----- RECORDS

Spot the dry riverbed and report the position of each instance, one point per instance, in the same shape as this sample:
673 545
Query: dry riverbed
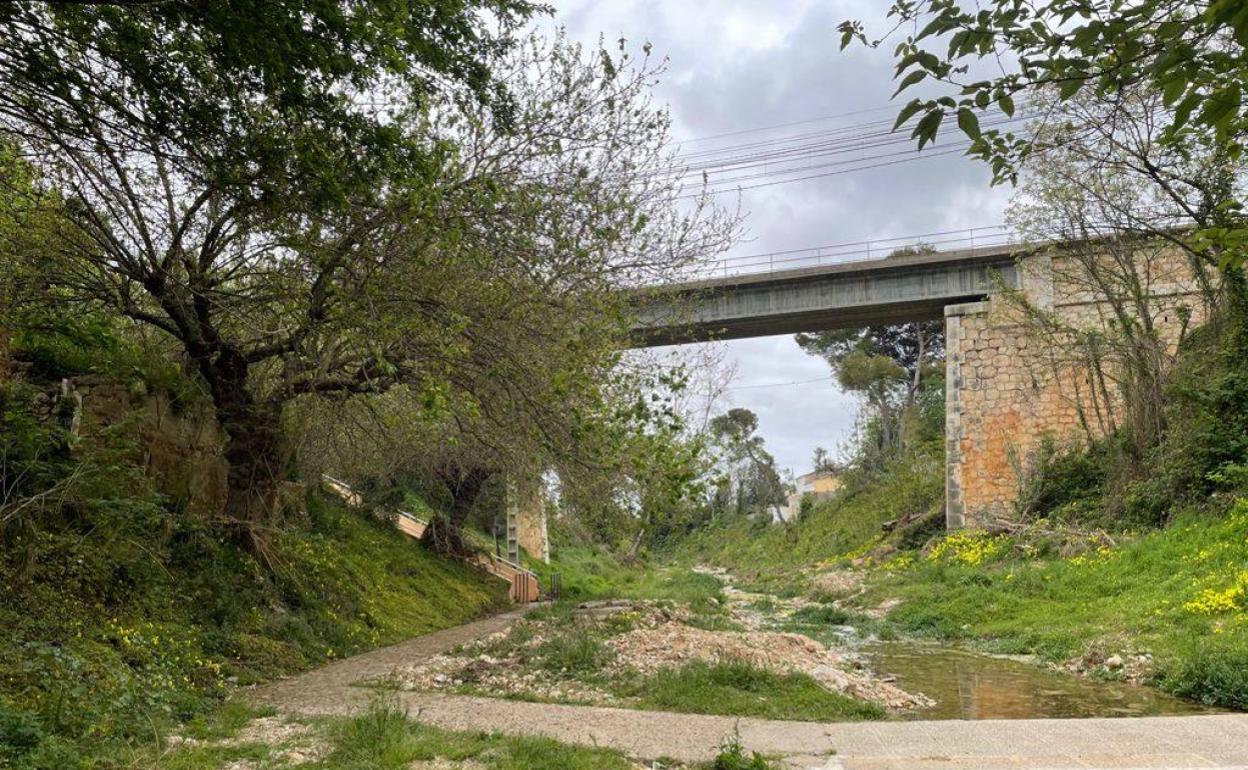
726 655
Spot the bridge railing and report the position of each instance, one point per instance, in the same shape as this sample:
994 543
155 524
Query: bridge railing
854 251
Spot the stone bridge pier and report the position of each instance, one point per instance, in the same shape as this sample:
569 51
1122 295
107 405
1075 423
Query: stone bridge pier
1011 387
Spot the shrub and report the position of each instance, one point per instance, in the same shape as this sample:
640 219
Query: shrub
1212 677
731 756
578 652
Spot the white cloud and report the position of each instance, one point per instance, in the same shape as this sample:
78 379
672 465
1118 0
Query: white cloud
743 64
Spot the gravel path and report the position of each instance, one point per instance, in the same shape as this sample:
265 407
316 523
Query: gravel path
1161 741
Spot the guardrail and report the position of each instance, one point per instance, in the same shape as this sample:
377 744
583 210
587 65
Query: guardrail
523 582
854 251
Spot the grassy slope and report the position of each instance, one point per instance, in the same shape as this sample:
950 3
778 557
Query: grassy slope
776 557
109 643
1178 593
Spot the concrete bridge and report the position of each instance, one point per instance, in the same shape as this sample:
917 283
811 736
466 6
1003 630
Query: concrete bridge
1006 391
892 290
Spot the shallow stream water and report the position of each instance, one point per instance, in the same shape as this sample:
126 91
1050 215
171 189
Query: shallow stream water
974 685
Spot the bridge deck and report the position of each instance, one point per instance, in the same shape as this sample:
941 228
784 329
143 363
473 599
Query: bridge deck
892 290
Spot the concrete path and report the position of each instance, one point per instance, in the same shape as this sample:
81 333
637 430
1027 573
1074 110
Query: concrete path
1153 743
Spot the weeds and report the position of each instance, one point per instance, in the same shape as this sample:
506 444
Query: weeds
731 756
743 689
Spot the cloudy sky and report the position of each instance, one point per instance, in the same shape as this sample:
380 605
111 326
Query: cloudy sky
740 65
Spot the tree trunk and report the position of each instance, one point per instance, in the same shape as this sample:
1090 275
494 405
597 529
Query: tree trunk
444 533
253 453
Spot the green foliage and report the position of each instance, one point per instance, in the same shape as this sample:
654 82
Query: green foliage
262 126
380 738
1171 592
1191 55
731 756
1213 675
779 557
741 689
578 652
125 622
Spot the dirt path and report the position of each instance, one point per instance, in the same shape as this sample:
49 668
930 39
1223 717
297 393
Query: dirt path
1166 741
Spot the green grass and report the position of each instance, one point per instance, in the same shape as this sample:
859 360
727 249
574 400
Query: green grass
741 689
382 738
385 739
778 558
578 652
1157 592
110 638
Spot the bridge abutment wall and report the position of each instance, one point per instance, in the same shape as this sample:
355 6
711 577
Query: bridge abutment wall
1016 378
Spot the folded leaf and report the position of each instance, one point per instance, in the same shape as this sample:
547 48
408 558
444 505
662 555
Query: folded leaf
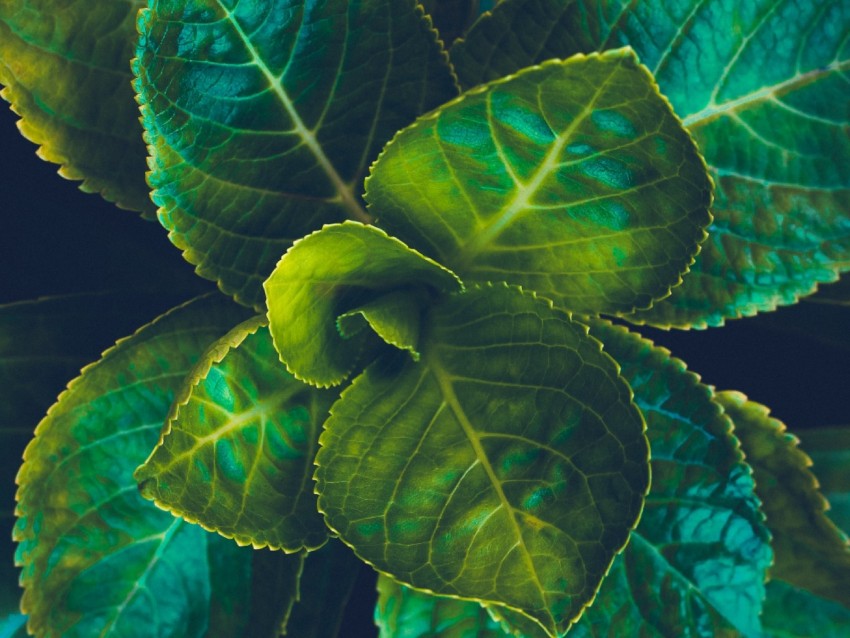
696 564
573 179
507 466
66 71
810 551
96 557
331 273
263 116
236 455
406 613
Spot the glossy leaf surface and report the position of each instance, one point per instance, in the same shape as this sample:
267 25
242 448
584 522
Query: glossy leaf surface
507 466
696 564
237 452
573 179
330 273
263 117
96 557
66 71
406 613
810 551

----------

- [WHAT IS BEING ASKED]:
Turn the rows above into a JSON list of strings, one string per line and no entries for blank lines. Leave the pictures out.

- [WRITTEN SOLUTION]:
[
  "Spot the dry riverbed and report the position of each instance, one point per instance, in the same shape as this sample:",
  "673 545",
  "Query: dry riverbed",
  "726 655",
  "Spot the bridge railing and report the position of each instance, one point per instance, in the same shape as this sample:",
  "994 543",
  "155 524",
  "Query: bridge railing",
  "854 251",
  "Spot the stone bridge pier and report the position of each instance, one point per instance, in the same shape as this sample:",
  "569 51",
  "1122 295",
  "107 405",
  "1075 423",
  "Query: stone bridge pier",
  "1011 387",
  "Spot the shrub and report the position of each instance, one point per instance, in the same shape as this sample:",
  "640 219",
  "Query: shrub",
  "1212 677",
  "731 756",
  "578 652",
  "Spot the white cloud and report the position of each instance, one point per instance, in the same shape as this sample:",
  "78 379",
  "672 465",
  "1118 0",
  "Query: white cloud",
  "743 64",
  "Spot the gravel path and report the position of each instance, one point per instance, in the same shape as this sample:",
  "265 407",
  "316 523",
  "Query: gravel path",
  "1161 741",
  "Spot the guardrail and report the position of each instance, one point per instance, in the same shape as this sample:",
  "377 744",
  "583 210",
  "587 65",
  "Query: guardrail",
  "523 582",
  "854 251",
  "Spot the grassy slope and report the position of each instance, one point per instance, in the same shape as this sample:",
  "950 3",
  "778 557",
  "Query: grassy slope",
  "776 557",
  "109 643",
  "1178 593",
  "Spot the concrete bridge and report the position of each instance, one point per instance, in the same shape as this sample:",
  "917 283",
  "811 736",
  "466 6",
  "1003 630",
  "Query: concrete bridge",
  "1006 391",
  "892 290",
  "Spot the shallow stream water and report the position of each instance, one point per instance, in the same shape as this sample:",
  "126 91",
  "1050 215",
  "171 189",
  "Query: shallow stream water",
  "974 685",
  "Spot the bridge deck and report the position of each instance, one point per instance, in the same shape as this sample:",
  "941 228",
  "784 329",
  "143 363",
  "473 599",
  "Query: bridge deck",
  "892 290",
  "Spot the concrete path and report the position of each instance, one point per instance, in the same shape as this sample:",
  "81 333",
  "637 430",
  "1027 573",
  "1074 110",
  "Query: concrete path",
  "1153 743",
  "Spot the weeds and report the position of each instance, one point per instance, in the same shape as this sample:",
  "506 444",
  "Query: weeds",
  "731 756",
  "743 689",
  "Spot the cloudy sky and report the position of each instance, one point per instance, in the same shape as this sample:",
  "380 605",
  "111 326",
  "Query: cloudy sky",
  "740 65",
  "Spot the tree trunk and report the position of each instance, one point per instance, in the same shape as this sample:",
  "1090 275",
  "494 405",
  "597 529",
  "Query: tree trunk",
  "444 533",
  "253 453",
  "Spot the green foliage and report the position of each instance, one point per instance, in the same shape as this sample:",
  "654 82",
  "Query: green foliage",
  "262 126",
  "380 738",
  "1171 592",
  "1191 55",
  "731 756",
  "1213 675",
  "779 557",
  "741 689",
  "578 652",
  "125 622",
  "Spot the dirt path and report the position of each instance, one point per instance, in the same shape as this sample:",
  "49 668",
  "930 39",
  "1223 717",
  "297 393",
  "Query: dirt path",
  "1166 741",
  "Spot the green grass and report the position of each instance, one point per instance, in the same shape as this sample:",
  "859 360",
  "727 249",
  "574 400",
  "Query: green grass",
  "741 689",
  "382 738",
  "385 739",
  "778 558",
  "578 652",
  "1157 592",
  "110 638",
  "Spot the bridge abutment wall and report the position of each instance, one point per instance, in the same shape as this sample:",
  "355 6",
  "711 577",
  "Query: bridge abutment wall",
  "1016 378",
  "Spot the folded leaf and report the position of each instance, one point per instance, in the same shape as this sample:",
  "547 48",
  "408 558",
  "444 505",
  "662 555",
  "Query: folded leaf",
  "696 564",
  "573 179",
  "507 466",
  "66 71",
  "810 551",
  "96 557",
  "331 273",
  "263 116",
  "236 455",
  "406 613",
  "Spot the glossy leaf surface and report the position of each instance, one point per instance, in the same shape as this sample:",
  "267 25",
  "242 448",
  "584 522",
  "Query: glossy leaf surface",
  "507 466",
  "696 564",
  "237 452",
  "573 179",
  "330 273",
  "263 117",
  "96 557",
  "66 71",
  "406 613",
  "810 551"
]